Work item: All lines from the one with "Greenhouse-scouting task: tag the black storage" to the end of the data: return those exactly, and only those.
*** Opening Records for the exercise ***
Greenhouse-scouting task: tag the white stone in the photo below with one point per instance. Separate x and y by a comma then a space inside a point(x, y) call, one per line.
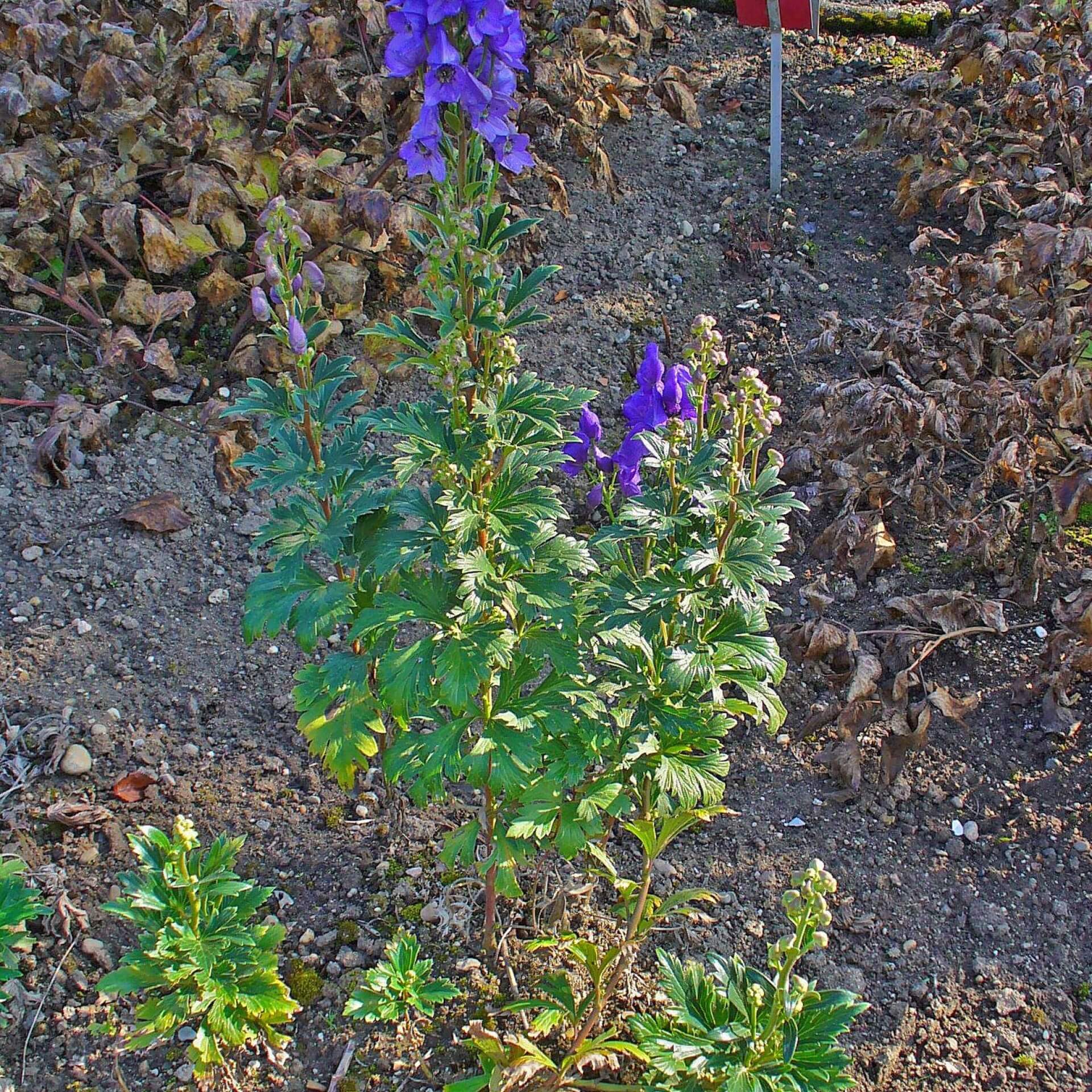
point(77, 760)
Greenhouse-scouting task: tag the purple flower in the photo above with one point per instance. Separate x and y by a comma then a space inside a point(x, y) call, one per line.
point(423, 156)
point(315, 276)
point(491, 121)
point(644, 408)
point(259, 305)
point(485, 18)
point(511, 152)
point(589, 433)
point(676, 401)
point(297, 337)
point(627, 459)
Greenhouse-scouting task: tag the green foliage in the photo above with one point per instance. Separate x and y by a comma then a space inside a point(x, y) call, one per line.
point(19, 904)
point(731, 1029)
point(743, 1030)
point(400, 985)
point(199, 958)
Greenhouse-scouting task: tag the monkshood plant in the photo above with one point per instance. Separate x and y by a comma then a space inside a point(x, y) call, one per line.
point(734, 1029)
point(19, 904)
point(677, 617)
point(441, 555)
point(200, 959)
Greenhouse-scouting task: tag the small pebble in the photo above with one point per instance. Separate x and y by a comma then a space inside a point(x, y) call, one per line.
point(77, 760)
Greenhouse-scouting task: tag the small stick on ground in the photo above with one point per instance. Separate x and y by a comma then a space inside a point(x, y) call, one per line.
point(343, 1066)
point(42, 1003)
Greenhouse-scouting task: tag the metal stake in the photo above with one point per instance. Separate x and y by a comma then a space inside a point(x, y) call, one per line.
point(774, 9)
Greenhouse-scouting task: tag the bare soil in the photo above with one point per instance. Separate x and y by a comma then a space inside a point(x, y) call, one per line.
point(972, 954)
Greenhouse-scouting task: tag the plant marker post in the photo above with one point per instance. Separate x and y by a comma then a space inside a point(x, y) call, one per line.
point(774, 10)
point(778, 15)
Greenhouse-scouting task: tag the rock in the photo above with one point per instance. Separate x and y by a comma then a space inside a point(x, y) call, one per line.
point(987, 920)
point(77, 762)
point(96, 950)
point(1008, 1002)
point(432, 915)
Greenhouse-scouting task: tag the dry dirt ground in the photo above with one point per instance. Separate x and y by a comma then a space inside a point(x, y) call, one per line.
point(973, 955)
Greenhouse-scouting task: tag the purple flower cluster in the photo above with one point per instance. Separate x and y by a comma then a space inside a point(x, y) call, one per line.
point(661, 395)
point(283, 235)
point(470, 51)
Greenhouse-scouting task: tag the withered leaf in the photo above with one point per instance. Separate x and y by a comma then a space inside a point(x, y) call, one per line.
point(865, 679)
point(952, 705)
point(78, 814)
point(160, 512)
point(159, 356)
point(130, 789)
point(899, 743)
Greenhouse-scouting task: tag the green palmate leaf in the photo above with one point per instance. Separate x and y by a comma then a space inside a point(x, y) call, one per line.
point(19, 904)
point(400, 986)
point(343, 737)
point(199, 958)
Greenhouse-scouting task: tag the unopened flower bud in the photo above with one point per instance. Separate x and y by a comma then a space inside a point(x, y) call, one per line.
point(297, 337)
point(259, 305)
point(315, 276)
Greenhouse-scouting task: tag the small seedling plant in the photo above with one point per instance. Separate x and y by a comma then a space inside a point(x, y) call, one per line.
point(200, 959)
point(400, 987)
point(19, 904)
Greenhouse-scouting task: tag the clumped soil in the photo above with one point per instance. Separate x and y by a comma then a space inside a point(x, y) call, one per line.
point(971, 954)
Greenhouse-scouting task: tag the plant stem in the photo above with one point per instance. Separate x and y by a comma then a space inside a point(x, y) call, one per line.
point(629, 949)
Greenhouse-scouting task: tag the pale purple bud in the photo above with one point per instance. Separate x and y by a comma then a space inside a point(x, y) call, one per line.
point(297, 337)
point(315, 276)
point(259, 304)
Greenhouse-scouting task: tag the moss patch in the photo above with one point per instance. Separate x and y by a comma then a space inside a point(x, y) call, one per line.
point(304, 982)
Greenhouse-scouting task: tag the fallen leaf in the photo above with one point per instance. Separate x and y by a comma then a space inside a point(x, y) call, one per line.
point(900, 742)
point(77, 814)
point(160, 514)
point(952, 705)
point(866, 675)
point(130, 789)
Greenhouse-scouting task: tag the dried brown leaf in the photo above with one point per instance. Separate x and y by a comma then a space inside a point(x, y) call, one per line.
point(161, 512)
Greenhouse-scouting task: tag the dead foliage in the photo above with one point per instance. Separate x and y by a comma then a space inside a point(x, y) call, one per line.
point(973, 407)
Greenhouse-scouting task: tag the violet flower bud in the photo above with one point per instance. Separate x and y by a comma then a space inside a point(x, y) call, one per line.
point(315, 276)
point(297, 337)
point(259, 304)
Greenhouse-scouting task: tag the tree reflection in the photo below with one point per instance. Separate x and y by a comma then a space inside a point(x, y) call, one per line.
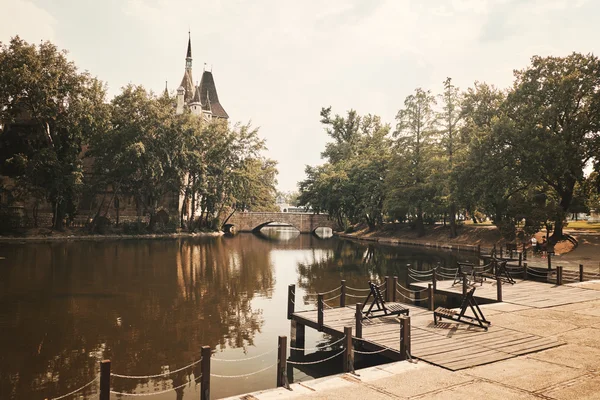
point(145, 305)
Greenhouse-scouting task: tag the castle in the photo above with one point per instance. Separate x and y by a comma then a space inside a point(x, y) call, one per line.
point(201, 100)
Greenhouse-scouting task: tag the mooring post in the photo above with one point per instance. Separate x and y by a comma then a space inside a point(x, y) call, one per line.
point(520, 259)
point(297, 338)
point(291, 300)
point(205, 378)
point(404, 337)
point(386, 296)
point(559, 275)
point(281, 361)
point(499, 288)
point(348, 350)
point(431, 297)
point(358, 318)
point(320, 311)
point(105, 380)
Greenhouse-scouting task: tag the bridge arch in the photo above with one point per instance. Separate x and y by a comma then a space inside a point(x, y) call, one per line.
point(304, 222)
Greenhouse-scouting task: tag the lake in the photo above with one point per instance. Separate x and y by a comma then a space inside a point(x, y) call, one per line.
point(150, 305)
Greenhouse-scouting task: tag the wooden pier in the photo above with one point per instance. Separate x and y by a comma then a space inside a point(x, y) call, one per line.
point(447, 344)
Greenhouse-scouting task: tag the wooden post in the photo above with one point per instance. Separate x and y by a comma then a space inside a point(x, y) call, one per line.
point(499, 288)
point(348, 350)
point(559, 275)
point(281, 361)
point(320, 311)
point(386, 295)
point(105, 380)
point(297, 338)
point(291, 300)
point(431, 297)
point(205, 379)
point(404, 337)
point(358, 318)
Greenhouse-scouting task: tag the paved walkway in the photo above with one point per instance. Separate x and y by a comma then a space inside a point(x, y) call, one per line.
point(570, 371)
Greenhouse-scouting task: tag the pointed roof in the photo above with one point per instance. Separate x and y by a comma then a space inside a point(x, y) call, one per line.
point(188, 84)
point(189, 52)
point(209, 97)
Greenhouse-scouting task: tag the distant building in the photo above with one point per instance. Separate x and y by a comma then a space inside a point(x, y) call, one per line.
point(203, 99)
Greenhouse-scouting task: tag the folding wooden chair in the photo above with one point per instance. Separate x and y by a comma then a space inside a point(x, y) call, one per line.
point(382, 309)
point(468, 300)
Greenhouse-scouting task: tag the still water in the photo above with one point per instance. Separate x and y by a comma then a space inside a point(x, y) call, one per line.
point(150, 305)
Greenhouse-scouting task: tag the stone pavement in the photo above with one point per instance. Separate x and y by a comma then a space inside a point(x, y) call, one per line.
point(570, 371)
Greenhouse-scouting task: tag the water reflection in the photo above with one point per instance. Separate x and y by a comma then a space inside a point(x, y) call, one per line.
point(149, 306)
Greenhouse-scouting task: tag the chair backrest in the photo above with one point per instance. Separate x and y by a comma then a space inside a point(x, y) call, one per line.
point(376, 292)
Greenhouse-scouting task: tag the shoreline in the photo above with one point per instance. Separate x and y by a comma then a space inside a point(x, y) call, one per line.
point(424, 243)
point(64, 238)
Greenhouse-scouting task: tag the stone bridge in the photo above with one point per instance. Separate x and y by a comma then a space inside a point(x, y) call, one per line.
point(254, 221)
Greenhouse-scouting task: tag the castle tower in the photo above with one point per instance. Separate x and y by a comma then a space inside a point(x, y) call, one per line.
point(188, 82)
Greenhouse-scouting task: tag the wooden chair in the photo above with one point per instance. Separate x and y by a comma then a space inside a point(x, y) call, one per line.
point(382, 309)
point(459, 316)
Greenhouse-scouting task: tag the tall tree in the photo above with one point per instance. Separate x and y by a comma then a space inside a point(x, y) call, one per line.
point(51, 109)
point(555, 107)
point(413, 164)
point(449, 119)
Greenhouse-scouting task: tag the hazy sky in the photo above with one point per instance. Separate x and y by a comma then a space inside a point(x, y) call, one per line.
point(277, 62)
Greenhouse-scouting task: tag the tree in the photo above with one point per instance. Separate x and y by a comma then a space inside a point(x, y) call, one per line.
point(555, 108)
point(49, 110)
point(449, 119)
point(409, 184)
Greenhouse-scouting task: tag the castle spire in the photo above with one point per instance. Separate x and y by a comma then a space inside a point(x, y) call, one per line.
point(188, 57)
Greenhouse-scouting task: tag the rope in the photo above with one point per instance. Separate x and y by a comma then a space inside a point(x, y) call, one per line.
point(356, 297)
point(332, 290)
point(332, 298)
point(412, 291)
point(243, 375)
point(77, 390)
point(156, 375)
point(358, 290)
point(319, 348)
point(315, 362)
point(370, 352)
point(155, 393)
point(244, 359)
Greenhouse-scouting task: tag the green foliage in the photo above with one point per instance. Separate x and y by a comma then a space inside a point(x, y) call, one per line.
point(49, 110)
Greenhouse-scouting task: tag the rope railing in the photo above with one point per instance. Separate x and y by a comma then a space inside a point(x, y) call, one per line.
point(156, 393)
point(243, 359)
point(316, 362)
point(412, 291)
point(243, 375)
point(76, 390)
point(319, 348)
point(166, 373)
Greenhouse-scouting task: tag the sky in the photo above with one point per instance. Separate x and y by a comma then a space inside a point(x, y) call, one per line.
point(276, 63)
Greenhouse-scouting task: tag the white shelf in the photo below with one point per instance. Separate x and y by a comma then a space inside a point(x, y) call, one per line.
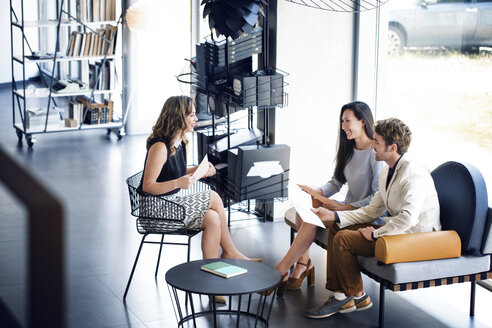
point(53, 127)
point(65, 22)
point(45, 92)
point(63, 59)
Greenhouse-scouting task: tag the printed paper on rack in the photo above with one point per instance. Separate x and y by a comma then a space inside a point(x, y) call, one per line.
point(202, 169)
point(302, 203)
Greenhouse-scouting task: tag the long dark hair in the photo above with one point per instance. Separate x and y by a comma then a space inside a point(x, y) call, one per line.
point(172, 121)
point(345, 149)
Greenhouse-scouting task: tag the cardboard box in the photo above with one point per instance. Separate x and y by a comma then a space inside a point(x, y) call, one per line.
point(71, 123)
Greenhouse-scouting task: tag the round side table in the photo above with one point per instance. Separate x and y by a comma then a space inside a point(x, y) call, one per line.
point(188, 277)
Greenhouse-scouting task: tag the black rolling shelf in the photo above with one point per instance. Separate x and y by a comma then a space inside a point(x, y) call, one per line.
point(23, 98)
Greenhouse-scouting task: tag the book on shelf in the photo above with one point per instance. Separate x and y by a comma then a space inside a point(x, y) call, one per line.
point(82, 44)
point(223, 269)
point(95, 10)
point(110, 10)
point(36, 117)
point(110, 104)
point(75, 110)
point(71, 45)
point(87, 44)
point(77, 36)
point(81, 10)
point(102, 10)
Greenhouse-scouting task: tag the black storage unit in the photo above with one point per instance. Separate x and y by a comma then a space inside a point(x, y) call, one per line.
point(258, 172)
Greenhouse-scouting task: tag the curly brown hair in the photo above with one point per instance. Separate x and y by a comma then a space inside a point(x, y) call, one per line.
point(394, 131)
point(171, 123)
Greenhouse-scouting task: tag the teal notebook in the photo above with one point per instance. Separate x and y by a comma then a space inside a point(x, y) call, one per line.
*** Closing Records for the exercise ***
Result below:
Greenhouse-scouting task: tag the black storage unit in the photo above with one point per instance. Separate x and y by a comma then a space inside a point(x, y) call, one per line.
point(258, 172)
Greenhouse-scouting task: tag the curly brown hair in the photo above with one point per instance. Separate x and y by a comma then a space inside a point(x, y) call, one per line.
point(394, 131)
point(171, 123)
Greenhouse-scouting task: tag the teal notebook in the photo above with one point per instance. Separate x and y by a comma then a space inside a point(x, y) call, one per line.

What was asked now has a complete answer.